| Records from a data source |
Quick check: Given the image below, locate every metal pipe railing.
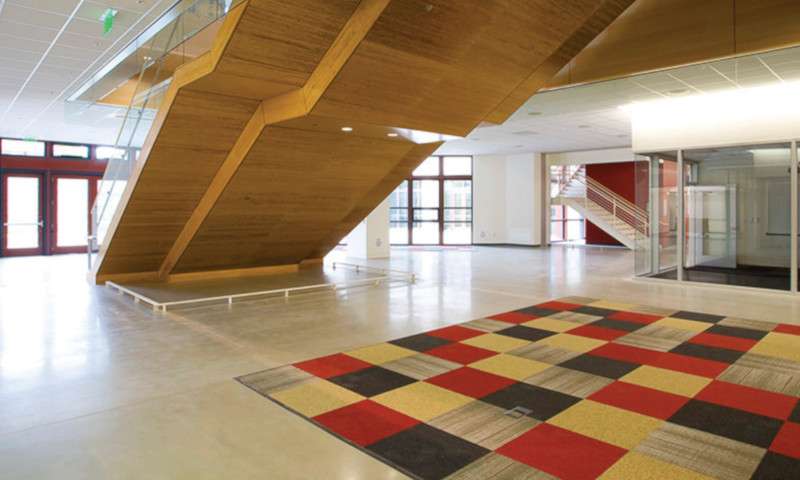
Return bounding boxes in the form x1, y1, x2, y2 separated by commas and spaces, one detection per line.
559, 167, 650, 236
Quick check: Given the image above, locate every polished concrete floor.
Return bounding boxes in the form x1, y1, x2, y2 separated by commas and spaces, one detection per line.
0, 247, 800, 480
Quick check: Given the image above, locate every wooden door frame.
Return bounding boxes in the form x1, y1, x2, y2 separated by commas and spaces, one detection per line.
47, 173, 101, 255
0, 172, 47, 257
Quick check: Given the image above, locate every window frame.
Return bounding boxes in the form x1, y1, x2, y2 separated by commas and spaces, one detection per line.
389, 155, 475, 246
49, 142, 94, 160
0, 137, 48, 158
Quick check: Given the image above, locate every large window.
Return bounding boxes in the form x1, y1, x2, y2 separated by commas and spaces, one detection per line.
389, 156, 472, 245
550, 205, 586, 242
53, 143, 89, 158
0, 138, 44, 157
636, 143, 798, 291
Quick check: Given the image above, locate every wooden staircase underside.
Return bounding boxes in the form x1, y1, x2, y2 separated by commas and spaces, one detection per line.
92, 0, 633, 282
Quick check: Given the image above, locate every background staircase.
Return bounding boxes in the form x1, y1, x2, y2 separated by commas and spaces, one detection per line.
551, 166, 650, 250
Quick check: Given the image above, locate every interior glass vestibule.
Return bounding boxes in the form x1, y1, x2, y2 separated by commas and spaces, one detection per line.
636, 142, 800, 292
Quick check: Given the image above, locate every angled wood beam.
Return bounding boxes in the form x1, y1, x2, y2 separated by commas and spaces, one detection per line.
308, 142, 444, 261
158, 0, 391, 281
484, 0, 635, 124
90, 0, 249, 283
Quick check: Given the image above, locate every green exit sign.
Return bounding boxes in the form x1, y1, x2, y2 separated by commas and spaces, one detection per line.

| STATED PROBLEM |
Copy the records word for word from their first line through the line containing "0, 137, 48, 158", including that line. Leave the pictures out of your copy.

| RESPONSE |
Quick check: Given the image below, locate every metal pipe railing.
Return bounding boxes in the form x1, y1, x2, y2 separated by commas and spaces, one detection per line.
559, 167, 650, 236
Quick check: Given the image above, locate every polished concrete floor.
Return bounding boxes in the form x1, y1, x2, y2 separated by commas and spaces, one detection per line.
0, 247, 800, 480
Quick check: Given the image above, locate every wooden door frame.
Return bounding boxes in the form x1, y1, x2, y2 separated by commas and spaces, one detection per line.
47, 173, 101, 255
0, 172, 47, 257
Quick check: Given the image above, locate every window frame.
Return bounding boxes in the form x1, y1, x2, y2 separated by commas and spaces, one detection per line.
389, 155, 475, 246
49, 142, 94, 160
0, 137, 48, 158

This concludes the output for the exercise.